● What needs to be done
Copy down all of the data underneath, exactly as shown.

=======

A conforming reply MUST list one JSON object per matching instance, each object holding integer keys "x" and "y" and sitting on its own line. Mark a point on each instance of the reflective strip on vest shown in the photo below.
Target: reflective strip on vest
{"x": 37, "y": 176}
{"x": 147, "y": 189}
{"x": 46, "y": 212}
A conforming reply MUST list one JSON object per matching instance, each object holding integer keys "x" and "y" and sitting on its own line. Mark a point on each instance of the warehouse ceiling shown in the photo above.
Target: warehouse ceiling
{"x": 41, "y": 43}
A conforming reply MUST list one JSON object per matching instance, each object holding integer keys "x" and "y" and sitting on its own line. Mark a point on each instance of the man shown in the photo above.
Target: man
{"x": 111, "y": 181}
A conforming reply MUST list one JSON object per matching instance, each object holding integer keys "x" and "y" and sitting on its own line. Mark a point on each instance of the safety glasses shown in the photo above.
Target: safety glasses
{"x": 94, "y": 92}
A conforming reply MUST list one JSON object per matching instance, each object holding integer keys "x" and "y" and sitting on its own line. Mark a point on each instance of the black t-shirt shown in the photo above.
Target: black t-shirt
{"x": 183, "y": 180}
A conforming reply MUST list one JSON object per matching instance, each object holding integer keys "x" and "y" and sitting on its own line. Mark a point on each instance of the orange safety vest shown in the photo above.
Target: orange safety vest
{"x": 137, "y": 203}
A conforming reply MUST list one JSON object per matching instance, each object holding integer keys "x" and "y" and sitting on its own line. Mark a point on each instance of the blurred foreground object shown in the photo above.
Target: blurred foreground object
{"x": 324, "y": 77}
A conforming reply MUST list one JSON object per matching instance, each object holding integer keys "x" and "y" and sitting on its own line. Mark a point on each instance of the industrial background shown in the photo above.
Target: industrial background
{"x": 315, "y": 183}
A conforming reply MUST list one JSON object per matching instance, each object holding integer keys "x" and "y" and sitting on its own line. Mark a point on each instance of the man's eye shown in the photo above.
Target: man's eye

=======

● Full output
A conforming reply MUST list one JSON object per matching instance, each object holding integer keys "x" and "y" and sitting on its own line. Mark a point on each instance of the reflective strip on vest shown in the photo below.
Target: reflective strip on vest
{"x": 37, "y": 176}
{"x": 147, "y": 189}
{"x": 46, "y": 212}
A conforming reply MUST list one JSON object per matching instance, each object holding integer keys "x" and "y" and sitting on its own line. Mark a point on each instance of the warehouse ceiling shown in the photo above.
Target: warehouse ceiling
{"x": 41, "y": 43}
A conforming reply MUST list one JSON object per matching instance, each object holding integer keys "x" and "y" and sitting on its own line. Mark a point on each instance of the man shown in the photo above.
Target: man
{"x": 111, "y": 181}
A conforming reply MUST list one JSON object per matching instance, each object holding integer keys "x" and "y" and sitting on its own line. Mark a point on each instance of the safety glasses shown in the photo above.
Target: safety glasses
{"x": 94, "y": 92}
A conforming reply MUST list one JSON object per matching instance, each object holding integer keys "x" and "y" and sitting on its own line. Mark a point on each instance of the black t-shirt shown in the photo above.
Target: black t-shirt
{"x": 183, "y": 180}
A conforming reply MUST list one JSON object per matching instance, each object holding integer keys "x" and "y" and sitting on its own line. Mark a point on each instance of the orange safety vest shown in the photo above.
Target: orange safety vest
{"x": 137, "y": 203}
A conforming reply MUST list one JSON object per matching instance, each object holding integer keys "x" and "y" and sitting on its own line. Mark a point on each instance of the blurred foreground object shown in the photo above.
Target: blurred foreground object
{"x": 324, "y": 77}
A conforming reply MUST list one JSON object per matching instance, each object holding integer keys "x" and "y" and sitting on its own line. Mark a point on each instance of the industrial background shown in the photo above.
Target: industrial background
{"x": 315, "y": 183}
A conforming reply MUST list one JSON object per matching instance, each object holding integer keys "x" and "y" and sitting on its own line. Mark a point on each instance of the man's eye shown in the photo above.
Target: man's eye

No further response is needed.